═══ Dataset excerpts ═══

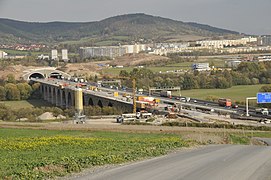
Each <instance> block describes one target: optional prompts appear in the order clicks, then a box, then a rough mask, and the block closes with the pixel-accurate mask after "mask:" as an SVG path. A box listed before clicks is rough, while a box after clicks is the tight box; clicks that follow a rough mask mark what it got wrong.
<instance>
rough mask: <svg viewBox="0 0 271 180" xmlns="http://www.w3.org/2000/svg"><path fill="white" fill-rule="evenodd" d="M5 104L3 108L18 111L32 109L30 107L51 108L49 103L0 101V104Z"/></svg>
mask: <svg viewBox="0 0 271 180" xmlns="http://www.w3.org/2000/svg"><path fill="white" fill-rule="evenodd" d="M1 103H2V104H5V106H7V107H9V108H11V109H14V110H16V109H20V108H32V107H50V106H52V105H51V104H50V103H48V102H46V101H44V100H41V99H35V100H23V101H0V104H1Z"/></svg>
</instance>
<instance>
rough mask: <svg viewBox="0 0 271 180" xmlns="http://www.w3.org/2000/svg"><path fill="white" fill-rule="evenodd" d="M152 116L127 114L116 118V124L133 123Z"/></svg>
mask: <svg viewBox="0 0 271 180" xmlns="http://www.w3.org/2000/svg"><path fill="white" fill-rule="evenodd" d="M151 116H152V113H148V112H137V113H128V114H122V115H121V116H118V117H117V118H116V119H117V123H123V122H129V121H135V120H136V119H147V118H150V117H151Z"/></svg>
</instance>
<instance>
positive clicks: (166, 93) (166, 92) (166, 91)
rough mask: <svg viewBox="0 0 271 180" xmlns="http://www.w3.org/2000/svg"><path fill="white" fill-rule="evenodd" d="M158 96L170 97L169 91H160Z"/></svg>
mask: <svg viewBox="0 0 271 180" xmlns="http://www.w3.org/2000/svg"><path fill="white" fill-rule="evenodd" d="M160 96H161V97H168V98H172V95H171V91H161V92H160Z"/></svg>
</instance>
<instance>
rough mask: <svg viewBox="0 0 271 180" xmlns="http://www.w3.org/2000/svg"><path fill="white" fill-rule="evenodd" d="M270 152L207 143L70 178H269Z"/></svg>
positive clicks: (88, 179) (252, 149) (233, 146)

═══

**Problem statement**
Starting with the first line of the records above and going on through the line that contains "104L3 108L18 111L32", set out those lines, and only those, as a numbered list. Skip any blank lines and leave the pictures out.

**Solution for this task**
1. Each <instance> block describes one target: optional prompts appear in the order clicks, then a box, then a rough mask, and the block closes with the pixel-accurate mask after "mask:" as an SVG path. A box listed before clicks is rough, while a box after clicks is the tight box; clicks that follow a rough mask mark what it got wrong.
2. <instance>
3. rough mask: <svg viewBox="0 0 271 180" xmlns="http://www.w3.org/2000/svg"><path fill="white" fill-rule="evenodd" d="M5 104L3 108L18 111L32 109L30 107L51 108L49 103L0 101V104Z"/></svg>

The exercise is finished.